_Task to carry out_
Exact copy, no pictures: return all the data below as written.

_Data extract_

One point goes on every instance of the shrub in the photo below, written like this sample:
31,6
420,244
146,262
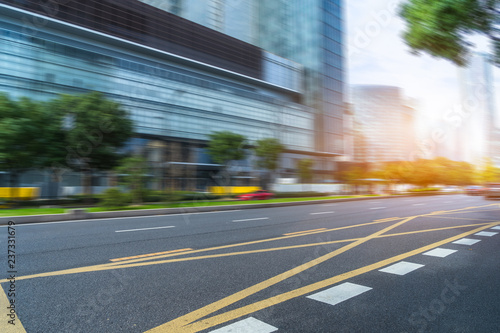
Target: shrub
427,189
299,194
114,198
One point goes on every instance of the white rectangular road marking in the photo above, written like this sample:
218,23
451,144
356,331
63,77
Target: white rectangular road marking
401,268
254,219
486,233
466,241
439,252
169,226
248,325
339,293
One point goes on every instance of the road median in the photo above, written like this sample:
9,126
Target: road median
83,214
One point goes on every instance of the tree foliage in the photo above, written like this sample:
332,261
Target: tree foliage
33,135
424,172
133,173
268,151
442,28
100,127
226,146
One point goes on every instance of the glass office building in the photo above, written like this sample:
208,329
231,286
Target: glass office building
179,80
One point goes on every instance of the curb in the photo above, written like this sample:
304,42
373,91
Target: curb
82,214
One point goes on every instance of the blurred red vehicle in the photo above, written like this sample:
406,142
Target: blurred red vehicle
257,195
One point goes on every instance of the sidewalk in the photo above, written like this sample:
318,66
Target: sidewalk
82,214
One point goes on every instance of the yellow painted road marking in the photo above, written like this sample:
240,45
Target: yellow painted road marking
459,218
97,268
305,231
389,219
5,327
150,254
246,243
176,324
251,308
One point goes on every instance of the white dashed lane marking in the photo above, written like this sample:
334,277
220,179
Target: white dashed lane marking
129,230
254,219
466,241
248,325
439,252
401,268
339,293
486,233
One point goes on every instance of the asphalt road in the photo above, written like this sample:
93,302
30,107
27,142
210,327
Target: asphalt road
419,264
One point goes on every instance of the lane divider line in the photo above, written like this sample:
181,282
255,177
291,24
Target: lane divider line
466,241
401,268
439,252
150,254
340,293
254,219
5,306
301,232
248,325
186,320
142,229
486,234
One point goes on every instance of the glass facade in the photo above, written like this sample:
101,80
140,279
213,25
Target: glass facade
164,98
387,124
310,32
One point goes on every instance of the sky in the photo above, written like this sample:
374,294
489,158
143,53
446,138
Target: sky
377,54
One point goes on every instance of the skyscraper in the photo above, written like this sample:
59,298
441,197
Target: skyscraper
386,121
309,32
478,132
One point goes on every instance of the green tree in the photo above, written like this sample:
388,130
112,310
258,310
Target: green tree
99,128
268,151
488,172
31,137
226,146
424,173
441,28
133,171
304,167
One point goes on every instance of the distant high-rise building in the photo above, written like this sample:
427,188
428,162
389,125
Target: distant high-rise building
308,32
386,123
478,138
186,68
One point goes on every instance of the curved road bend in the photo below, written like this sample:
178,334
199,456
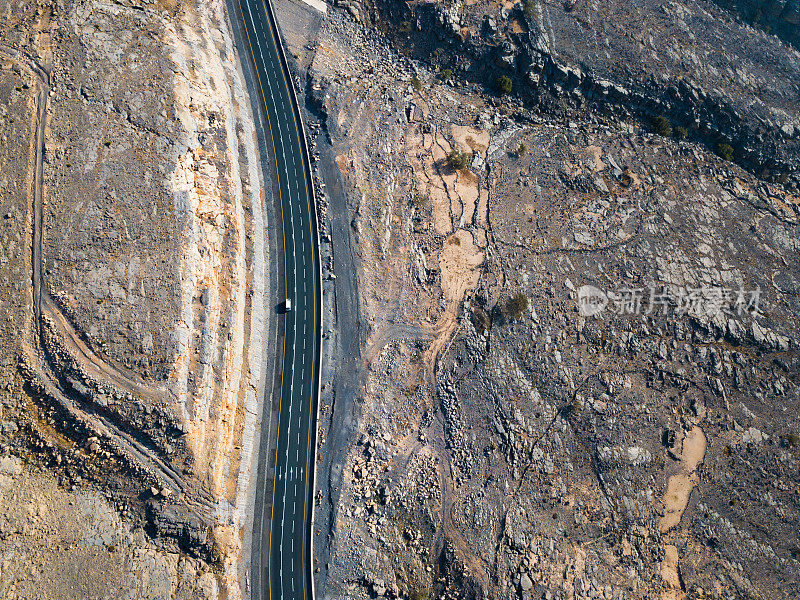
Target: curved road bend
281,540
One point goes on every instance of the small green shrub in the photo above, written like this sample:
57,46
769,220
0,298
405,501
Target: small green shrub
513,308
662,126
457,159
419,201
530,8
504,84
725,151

_Answer to the exercise_
One point goes on every instance of the shrub in the photo below, written like this sample:
31,6
420,244
146,262
Target: shrub
427,189
299,194
114,198
One point goes on every instance of the white rectangular road marking in the photo above, written like this sample:
218,23
451,144
356,331
63,77
Target: white rectangular road marking
401,268
254,219
486,233
466,241
439,252
169,226
248,325
339,293
One point goes on every instance of the road median in the photo above, written like this sample:
9,126
Target: road median
83,214
One point goes on every instance of the tree foliage in the photo above, written like this sample:
332,261
Target: tree foliage
33,135
424,172
133,173
268,151
442,28
100,127
226,146
One point goes on every instance of the glass office building in the photo above, written like this sample:
208,329
231,286
Target: glass office building
179,80
One point goes on every instance of the curb in the photo above, written like this sample:
304,42
373,91
Target: curb
82,214
One point goes on every instance of the blurred red vehicle in the photo above, written like this sample:
406,142
Target: blurred red vehicle
257,195
One point goes on every instance of the sidewalk in the photo above, written like this sample:
318,66
Target: sidewalk
82,214
One point goes on every instance of the yellow painted road marking in the photo above, written like this sample:
240,45
Target: yellow painted road marking
459,218
97,268
305,231
389,219
5,327
150,254
246,243
176,324
251,308
One point goes on every instance of the white dashed lane marking in the photo above, written like this sample:
334,277
220,179
Target: white dashed lane marking
129,230
254,219
466,241
248,325
439,252
401,268
339,293
486,233
One point goes on every instance of the asphalt road in the photo above, written like this sample:
93,302
30,107
27,142
210,327
Target: asphalt road
419,264
One point goes on every instance of the lane divider line in the photo above, written like this sample:
181,282
255,177
291,24
Target: lane divider line
466,241
401,268
439,252
150,254
340,293
254,219
5,306
301,232
248,325
186,320
142,229
486,234
One point goes on every instance of the glass facade in the photo above, written like this sample:
101,80
140,279
213,25
Target: glass facade
164,98
387,124
310,32
One point goes on every instance of the sky in the photo above, written like this sample:
374,294
489,158
143,53
446,138
Target: sky
377,54
One point goes on every instance of the skyscraper in the photo above, written like this sample:
59,298
441,197
Target: skyscraper
386,121
309,32
478,132
One point goes on every instance of the green tree in the photo above, written like this sample:
388,130
112,310
258,310
Target: green tree
99,128
268,151
488,172
31,137
226,146
424,173
441,28
133,171
304,167
One point goes on every instance of the distant high-rise building in the photo above, written like this sample:
427,188
428,162
389,125
Target: distant high-rise building
308,32
386,123
478,138
186,68
One point goes on every instance of the curved road bend in the photo below, written like this sample:
178,334
199,456
Target: curved road bend
281,540
One point goes on every instance of the small green shrub in the photo above, written like this sample:
57,46
769,220
0,298
405,501
Target: small green shrub
513,308
662,126
457,159
419,201
530,8
504,84
725,151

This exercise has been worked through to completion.